(DOCUMENT TEXT)
========

BASHO MUSIC

REVIEWS OF CONCERTS AT ST CYPRIAN'S

 

"The church has become the setting for a series of adventurous jazz concerts ......most of the time, the sheer beauty of its sound seduced us too, shimmering round the ornate Anglo-Catholic interior of St Cyprian’s, as Yoshiki Ban’s ornate candles guttered and flickered"
Alyn Shipton The Times 4 stars ****

Mike Westbrook

Alyn Shipton at St Cyprian's Church, NW1 4 Stars ****Monday 27th Mar 2006

Mike WestbrookIt’s a fair certainty that Oil and Pencil on Cardboard ranks as one of the more unusual titles for a new jazz composition. It is also a pretty unusual piece, with the saxophones of Pete Whyman and Chris Biscoe scurrying across their range, snarling, screaming and swirling, with moments of lyrical calm thrown in. In celebration of his 70th birthday in the stone and gold splendour of St Cyprian’s, the piece proved that Mike Westbrook is still one of Britain ’s most creative, experimental and daring jazz composers.


His suite Art Wolf is a setting of lyrics by his wife Kate that celebrates the work of the Swiss painter Caspar Wolf, an 18th-century landscape artist whose depictions of the rugged alpine landscape were dramatically rendered into chippy, rocky musical structures.


The composer’s spartan piano conjured up the vastness of the chill mountain scenery in the opening to Pale Parasol, a reminder of Wolf’s practice of including everyday objects in his pictures to create a sense of scale. Meanwhile Kate Westbrook’s declamatory style, slipping from song to speech and from crisp English to German, teased out the metaphor of an artist whose very signature was a wolf, scratching a living from the inhospitable landscape.

========

(ACTIONS TO TAKE)
1. Please duplicate the concert reviews word for word, from "His suite Art" up to and including "rocky musical structures.".
2. In the concert reviews, which two saxophonists play in Oil and Pencil on Cardboard?

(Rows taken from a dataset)
========

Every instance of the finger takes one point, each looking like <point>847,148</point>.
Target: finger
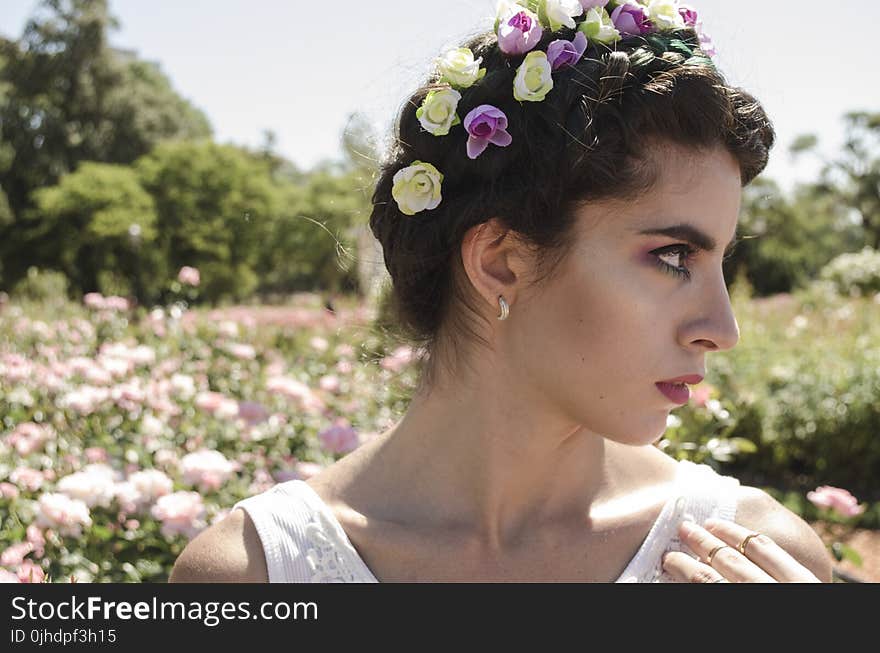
<point>734,566</point>
<point>686,569</point>
<point>763,551</point>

========

(ANSWERS BY ITEM NUMBER)
1.
His suite Art Wolf is a setting of lyrics by his wife Kate that celebrates the work of the Swiss painter Caspar Wolf, an 18th-century landscape artist whose depictions of the rugged alpine landscape were dramatically rendered into chippy, rocky musical structures.

2. Pete Whyman and Chris Biscoe